Source document:
● ● ● ●

In practice, Shariatzadeh's architecture does not rely on mere formalism; he believes that the formation of the form of a design arises from the correct and efficient architectural solutions. He shuns playing with forms as an aim of architecture. For him, forms must be meaningful and necessary; and for this reason, we do not see their detached and performative presence in any of his works.
Over the course of four decades, Shariatzadeh and his colleagues at Banyan and Pir-Raz carried out a broad spectrum of architectural projects — from buildings of industrial complexes to medical projects, from universities to headquarters buildings and ministries, from residential houses and apartments to a banknote-printing house — and in all these projects the importance of the correct functioning of the architectural components is evident. This is certainly the result of his correct understanding of the profession and the work he carried out, alongside his endless study and his extensive knowledge of the substrate effective in his profession, which is plainly evident in the elevation of the quality of architecture in different forms and in the great variety of his projects. For Shariatzadeh, architecture does not end with construction. The follow-up of function and the reflection of his architectonic solutions in the projects he had built are of great importance, and in the repetition of designs of similar function over time, he applies their results.
In studying Shariatzadeh's works, we find him — in the process of the formation and the completion of a project — as a path-paving architect. The desirable fusion of his abilities with the colleagues of the team that comprised the Banyan office and then Pir-Raz Consulting Engineers has always presented them as the finishers or the assemblers of large and sensitive projects, such as the National Library, the Heads of State Summit Building, and the banknote-printing house of the Central Bank. Without doubt, the predominance in numbers of Shariatzadeh and his colleagues' built works against the projects which he designed but which were not built is a testimony to this claim.
Yousef Shariatzadeh is a great architect, but for us he is also a respected architect — perhaps because, rather than talking copiously about architecture, he has left a good architecture as a legacy.
Footnotes:
1. Giancarlo De Carlo, a graduate of the Polytechnic of Milan in civil engineering and a holder of a doctorate in architecture, has taught at universities in Italy, at MIT, and at Yale University in America.
2. "Interview with Giancarlo De Carlo," Domus, issue 585, 1978, translated by Soheila Beski, published in Abadi magazine, issue 17, 1374 (1995).

● ● ● ●

Source information:

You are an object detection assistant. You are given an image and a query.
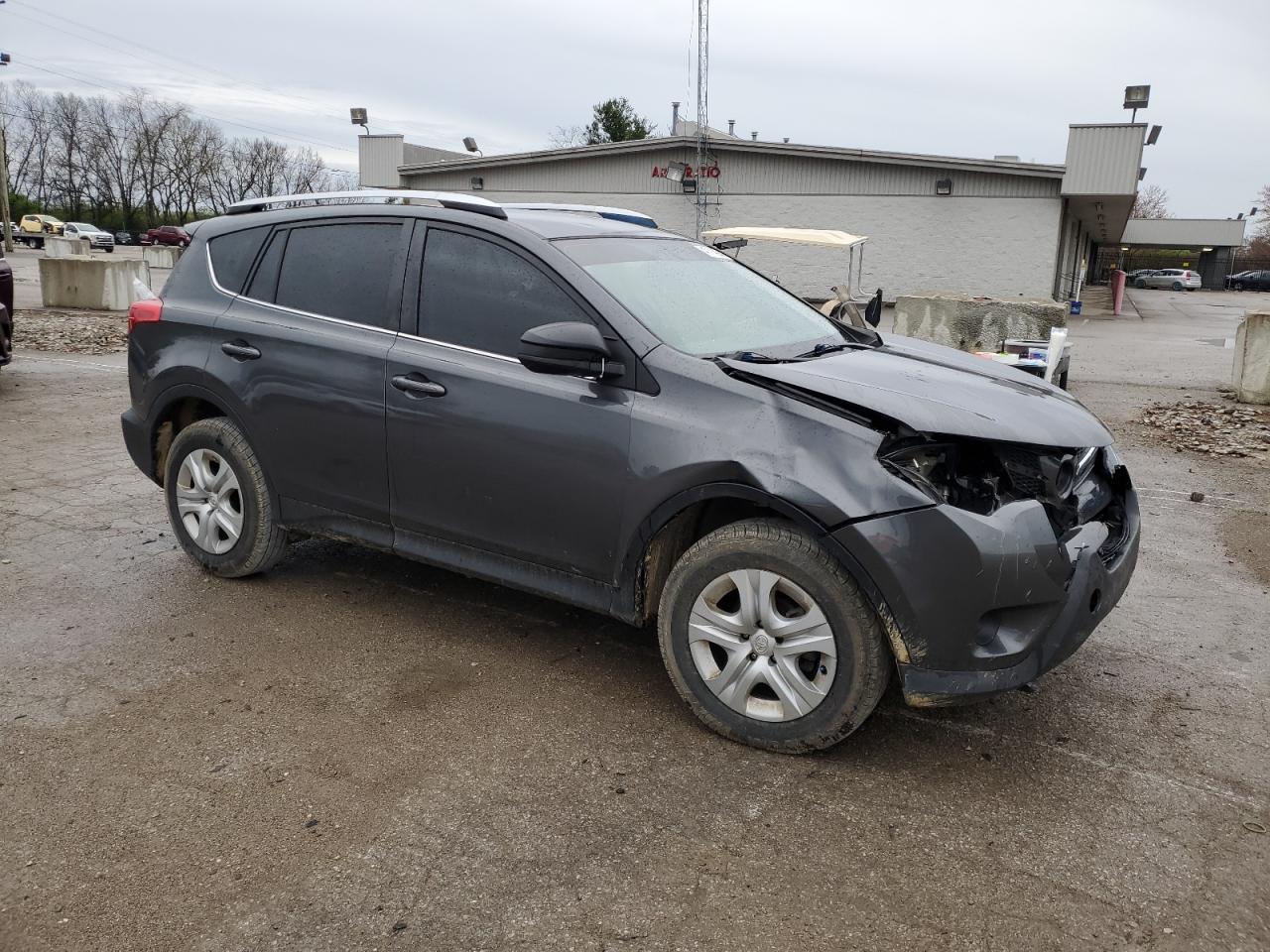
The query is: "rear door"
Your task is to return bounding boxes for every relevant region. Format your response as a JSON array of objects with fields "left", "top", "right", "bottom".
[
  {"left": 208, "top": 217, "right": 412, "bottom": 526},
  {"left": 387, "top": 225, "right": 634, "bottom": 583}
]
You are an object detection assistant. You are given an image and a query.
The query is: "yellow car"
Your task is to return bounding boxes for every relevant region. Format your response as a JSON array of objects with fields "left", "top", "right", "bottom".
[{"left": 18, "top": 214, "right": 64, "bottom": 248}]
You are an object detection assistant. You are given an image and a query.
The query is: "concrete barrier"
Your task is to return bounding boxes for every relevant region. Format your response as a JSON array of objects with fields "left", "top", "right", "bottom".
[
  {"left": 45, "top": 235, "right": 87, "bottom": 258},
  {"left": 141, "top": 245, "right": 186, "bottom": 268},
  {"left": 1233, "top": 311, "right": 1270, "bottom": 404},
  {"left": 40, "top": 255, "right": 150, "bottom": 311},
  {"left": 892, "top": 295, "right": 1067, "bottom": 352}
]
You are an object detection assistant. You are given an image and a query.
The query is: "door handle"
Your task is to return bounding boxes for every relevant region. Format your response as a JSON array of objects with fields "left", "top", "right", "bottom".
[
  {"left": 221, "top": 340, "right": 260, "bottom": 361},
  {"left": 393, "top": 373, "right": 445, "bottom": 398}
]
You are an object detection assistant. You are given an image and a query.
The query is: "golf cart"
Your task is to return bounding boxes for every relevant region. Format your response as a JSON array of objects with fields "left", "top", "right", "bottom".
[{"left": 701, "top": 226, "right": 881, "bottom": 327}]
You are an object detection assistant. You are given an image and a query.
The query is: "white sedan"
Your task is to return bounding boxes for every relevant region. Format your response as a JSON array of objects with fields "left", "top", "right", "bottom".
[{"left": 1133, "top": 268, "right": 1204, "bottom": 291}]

● ● ● ●

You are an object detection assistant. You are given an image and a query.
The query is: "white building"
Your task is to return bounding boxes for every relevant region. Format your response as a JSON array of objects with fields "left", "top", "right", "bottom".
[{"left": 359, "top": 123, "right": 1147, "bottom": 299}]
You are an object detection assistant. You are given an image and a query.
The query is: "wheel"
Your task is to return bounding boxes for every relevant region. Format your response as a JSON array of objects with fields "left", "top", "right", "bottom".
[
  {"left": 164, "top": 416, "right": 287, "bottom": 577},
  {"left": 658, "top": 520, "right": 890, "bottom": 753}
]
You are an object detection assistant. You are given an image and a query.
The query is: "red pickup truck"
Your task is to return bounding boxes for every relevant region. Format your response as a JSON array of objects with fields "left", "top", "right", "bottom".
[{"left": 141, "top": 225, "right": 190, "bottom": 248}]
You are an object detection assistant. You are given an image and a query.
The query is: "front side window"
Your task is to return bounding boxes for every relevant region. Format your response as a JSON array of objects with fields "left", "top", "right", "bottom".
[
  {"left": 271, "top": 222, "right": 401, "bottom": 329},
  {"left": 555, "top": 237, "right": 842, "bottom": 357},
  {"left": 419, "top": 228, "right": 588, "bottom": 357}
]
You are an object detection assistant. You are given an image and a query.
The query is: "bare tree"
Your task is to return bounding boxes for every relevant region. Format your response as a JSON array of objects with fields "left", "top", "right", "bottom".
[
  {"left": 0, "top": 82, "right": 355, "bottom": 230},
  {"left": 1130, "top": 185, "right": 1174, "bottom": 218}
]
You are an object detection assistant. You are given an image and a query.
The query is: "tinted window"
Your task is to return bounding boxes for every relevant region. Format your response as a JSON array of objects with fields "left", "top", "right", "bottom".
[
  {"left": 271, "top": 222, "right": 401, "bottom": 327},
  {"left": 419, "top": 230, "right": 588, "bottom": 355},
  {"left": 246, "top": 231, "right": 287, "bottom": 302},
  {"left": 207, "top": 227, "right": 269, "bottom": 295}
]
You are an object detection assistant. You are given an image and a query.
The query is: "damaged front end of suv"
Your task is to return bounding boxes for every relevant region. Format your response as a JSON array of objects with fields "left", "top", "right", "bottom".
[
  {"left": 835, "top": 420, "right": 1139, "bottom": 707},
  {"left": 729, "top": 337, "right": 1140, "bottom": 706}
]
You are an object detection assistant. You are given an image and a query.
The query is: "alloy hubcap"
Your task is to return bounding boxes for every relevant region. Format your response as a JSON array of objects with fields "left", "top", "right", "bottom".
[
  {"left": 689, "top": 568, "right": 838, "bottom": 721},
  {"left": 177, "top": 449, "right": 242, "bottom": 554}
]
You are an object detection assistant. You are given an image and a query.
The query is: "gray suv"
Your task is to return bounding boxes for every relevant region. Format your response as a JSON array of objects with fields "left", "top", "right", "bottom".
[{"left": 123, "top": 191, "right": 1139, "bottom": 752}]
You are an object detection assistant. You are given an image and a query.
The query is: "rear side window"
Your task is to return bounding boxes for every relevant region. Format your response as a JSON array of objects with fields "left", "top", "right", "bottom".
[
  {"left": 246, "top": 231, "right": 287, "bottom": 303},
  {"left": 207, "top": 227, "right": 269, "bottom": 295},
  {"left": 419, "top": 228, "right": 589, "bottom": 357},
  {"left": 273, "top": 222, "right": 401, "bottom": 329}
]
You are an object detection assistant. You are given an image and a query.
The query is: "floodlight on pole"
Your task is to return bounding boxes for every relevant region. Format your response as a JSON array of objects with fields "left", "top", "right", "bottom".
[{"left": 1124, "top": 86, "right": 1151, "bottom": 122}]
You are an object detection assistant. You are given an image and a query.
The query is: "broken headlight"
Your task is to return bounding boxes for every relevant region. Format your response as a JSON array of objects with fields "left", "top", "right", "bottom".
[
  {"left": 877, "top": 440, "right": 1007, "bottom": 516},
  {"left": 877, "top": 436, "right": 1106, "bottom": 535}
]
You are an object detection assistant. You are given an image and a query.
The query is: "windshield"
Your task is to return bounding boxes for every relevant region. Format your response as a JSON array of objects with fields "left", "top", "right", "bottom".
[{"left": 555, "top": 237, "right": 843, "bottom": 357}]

● ● ● ●

Work item:
In the text about Yousef Shariatzadeh, rewrite the paragraph that begins "Over the course of four decades" as a short bulleted list that keeps its main facts.

Written solution:
- For four decades, Shariatzadeh and his colleagues at Banyan and Pir-Raz worked on many kinds of projects: industrial buildings, medical projects, universities, headquarters and ministry buildings, houses and apartments, and a banknote-printing house.
- In all of them, the correct working of the building's parts is clearly important.
- This comes from his sound grasp of the profession, his constant study and his wide knowledge of the field. It shows in the high quality and great variety of his projects.
- For him, architecture does not end once a building is built. He follows how his finished buildings work and applies what he learns when he later designs buildings with similar uses.